Konieczne było uzupełnianie wody w instalacji odbierającej ciepło z kominka (układy automatyczne nie były jeszcze wtedy popularne), a częste uzupełnienia wodą z instalacji wodociągowej groziły szybką korozją wymiennika w kominku oraz instalacji c.o. Optymalnym w tamtym okresie rozwiązaniem był montaż układu zasilania rezerwowego dodatkowej pompy obiegowej z akumulatorów żelowych. Po wprowadzeniu tych zmian system działał poprawnie przez kolejne 5 lat.
W okresie, gdy powstawała opisywana instalacja, producenci pomp ciepła stosowali sprężarki przeznaczone do systemów klimatyzacji, gdyż wówczas nie konstruowano ich specjalnie dla pomp ciepła.
Po 10 latach pracy pompy ciepła inwestor i wykonawca instalacji postanowili zainstalować urządzenie o większej efektywności, wyposażone w sprężarkę nowej generacji. Nowa pompa zajęła mniej miejsca, ciszej pracuje i, co szczególnie ważne, ma nowocześniejszy panel sterowania z ekranem dotykowym.
Dokonano też zmian w samej instalacji. Przerobiono system dystrybucji ciepła wytwarzanego przez kominek z płaszczem wodnym, tak aby urządzenie to oddawało ciepło przez wymiennik płytowy (separacja układu otwartego i zamkniętego). Podgrzewanie c.w.u. zostało przyłączone do bezpośredniego układu zasilania wężownicy zasobnika (w starym rozwiązaniu zasobnik c.w.u. podgrzewany był przez bufor c.o.), co pozwoliło na przyspieszenie tego procesu.
Kominek po rozpaleniu działa w drugim priorytecie c.w.u., niezależnie od pompy ciepła, i może podgrzać wodę do temperatury wyższej, niż robi to pompa. Przy częstym korzystaniu z kominka zastosowanie takiego rozwiązania pozwala zrezygnować z okresowego przegrzewania zasobnika c.w.u. w celu likwidacji bakterii Legionella.
Kolejną zmianą była przebudowa zasilania nagrzewnic układu grzewczo-wentylacyjnego, tak aby można było skrócić czas osiągania zadanej temperatury przez nagrzewnice dzięki ciepłu uzyskiwanemu z kominka. Poprzedni układ był zbyt statyczny – zastosowanie 400-litrowego zbiornika buforowego było oczywiście dobrym rozwiązaniem, jednak gdy pompa ciepła podgrzewała bufor i dochodziła do tego praca kominka, okres, w którym temperatura w buforze osiągała zadaną wartość, zależał od ilości drewna dołożonego do kominka i był to proces, który trudno było kontrolować.
Nowe rozwiązanie podłączenia daje jeszcze jedną korzyść – możliwość odseparowania układów o różnych temperaturach, aby nagrzewnice mogły pracować na wyższych parametrach, gdy pompa ciepła zasila układy niskotemperaturowe, bez konieczności podnoszenia temperatury krzywej grzewczej dla układu c.o. Jest to rozwiązanie bardziej efektywne i tym samym tańsze w eksploatacji, zwłaszcza gdy inwestor pali w kominku nie dla oszczędności, a jedynie przyjemności.

■ Zadanie do wykonania
Wyjaśnij w jednym do trzech zdań, dlaczego według dokumentu producenci pomp ciepła w okresie powstawania opisanej instalacji stosowali sprężarki przeznaczone do systemów klimatyzacji. Korzystaj wyłącznie z treści dokumentu.

■ Przekazane rekordy

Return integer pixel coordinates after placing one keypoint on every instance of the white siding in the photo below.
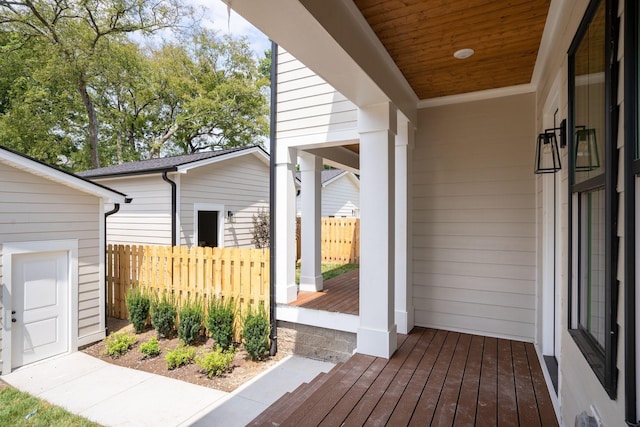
--
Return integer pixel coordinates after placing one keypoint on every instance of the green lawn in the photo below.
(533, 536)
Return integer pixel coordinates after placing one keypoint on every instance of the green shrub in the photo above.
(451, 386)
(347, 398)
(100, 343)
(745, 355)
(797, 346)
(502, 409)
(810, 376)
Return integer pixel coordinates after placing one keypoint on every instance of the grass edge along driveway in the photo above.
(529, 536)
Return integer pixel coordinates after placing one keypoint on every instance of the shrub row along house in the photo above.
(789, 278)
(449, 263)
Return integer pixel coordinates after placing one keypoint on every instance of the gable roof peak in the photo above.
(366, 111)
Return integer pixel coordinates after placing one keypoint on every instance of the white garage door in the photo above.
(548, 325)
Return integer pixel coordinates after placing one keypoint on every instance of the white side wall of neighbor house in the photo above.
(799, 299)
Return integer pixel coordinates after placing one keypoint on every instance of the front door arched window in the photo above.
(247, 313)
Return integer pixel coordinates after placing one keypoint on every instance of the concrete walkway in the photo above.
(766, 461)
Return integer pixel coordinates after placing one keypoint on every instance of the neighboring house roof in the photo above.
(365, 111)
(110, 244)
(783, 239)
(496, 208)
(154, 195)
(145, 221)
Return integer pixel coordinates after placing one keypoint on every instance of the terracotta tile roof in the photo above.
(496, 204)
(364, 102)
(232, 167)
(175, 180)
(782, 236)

■ Oczekiwana odpowiedź
Producenci pomp ciepła używali wtedy sprężarek przeznaczonych do systemów klimatyzacji, ponieważ w tamtym okresie nie konstruowano sprężarek specjalnie dla pomp ciepła.